__YOUR TASK__:
Rewrite only the records from their start through the line containing "[[0, 4], [27, 10], [60, 9], [60, 0], [0, 0]]", with "cloud" changed to "mist" and nothing else altered. Leave the pictures out of your answer.

__EXTRACTED INFORMATION__:

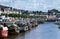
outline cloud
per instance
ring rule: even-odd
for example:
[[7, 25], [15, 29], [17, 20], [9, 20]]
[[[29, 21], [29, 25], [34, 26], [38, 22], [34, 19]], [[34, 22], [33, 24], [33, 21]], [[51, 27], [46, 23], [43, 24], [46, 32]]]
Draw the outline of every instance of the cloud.
[[0, 4], [27, 10], [60, 9], [60, 0], [0, 0]]

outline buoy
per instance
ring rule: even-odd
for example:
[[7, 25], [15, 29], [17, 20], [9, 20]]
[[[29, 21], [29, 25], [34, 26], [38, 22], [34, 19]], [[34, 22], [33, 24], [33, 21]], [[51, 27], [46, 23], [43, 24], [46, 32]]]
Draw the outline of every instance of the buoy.
[[3, 30], [1, 31], [2, 37], [8, 37], [8, 28], [3, 27]]

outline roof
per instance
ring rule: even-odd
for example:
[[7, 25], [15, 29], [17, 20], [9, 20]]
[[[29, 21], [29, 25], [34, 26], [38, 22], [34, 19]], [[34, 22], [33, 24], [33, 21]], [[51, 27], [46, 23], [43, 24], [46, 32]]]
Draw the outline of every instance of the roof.
[[0, 8], [12, 8], [12, 7], [0, 5]]

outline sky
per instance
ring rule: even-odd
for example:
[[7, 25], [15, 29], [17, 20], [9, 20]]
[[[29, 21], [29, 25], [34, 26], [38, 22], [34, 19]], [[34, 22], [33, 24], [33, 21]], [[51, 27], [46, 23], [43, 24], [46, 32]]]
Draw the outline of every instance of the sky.
[[60, 0], [0, 0], [0, 5], [30, 11], [60, 10]]

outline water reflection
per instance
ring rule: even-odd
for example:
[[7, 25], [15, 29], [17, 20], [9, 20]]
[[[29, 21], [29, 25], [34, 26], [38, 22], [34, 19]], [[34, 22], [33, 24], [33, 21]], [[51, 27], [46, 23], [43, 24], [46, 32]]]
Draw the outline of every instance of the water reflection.
[[8, 39], [60, 39], [60, 30], [54, 23], [45, 23], [26, 33], [9, 36]]

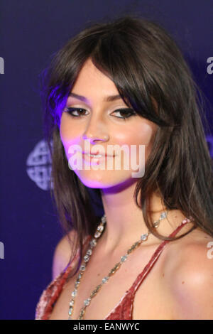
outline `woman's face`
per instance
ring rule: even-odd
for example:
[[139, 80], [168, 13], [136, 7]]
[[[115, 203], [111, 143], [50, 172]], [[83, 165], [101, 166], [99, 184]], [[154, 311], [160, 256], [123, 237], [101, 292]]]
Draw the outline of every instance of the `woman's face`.
[[[157, 125], [135, 114], [119, 97], [113, 81], [90, 59], [70, 93], [60, 133], [70, 168], [81, 181], [89, 188], [106, 188], [143, 176]], [[99, 151], [102, 158], [84, 153], [91, 151]], [[82, 163], [77, 165], [77, 160]]]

__RESPONSE BELOW__:
outline mist
per instance
ring rule: even-odd
for example:
[[7, 25], [15, 29], [17, 20], [9, 20]]
[[[29, 21], [29, 25], [34, 26], [38, 22], [34, 19]], [[34, 22], [33, 24], [33, 21]], [[51, 27], [46, 23], [43, 24], [46, 32]]]
Draw the outline of every instance of the mist.
[[0, 4], [27, 10], [60, 9], [60, 0], [0, 0]]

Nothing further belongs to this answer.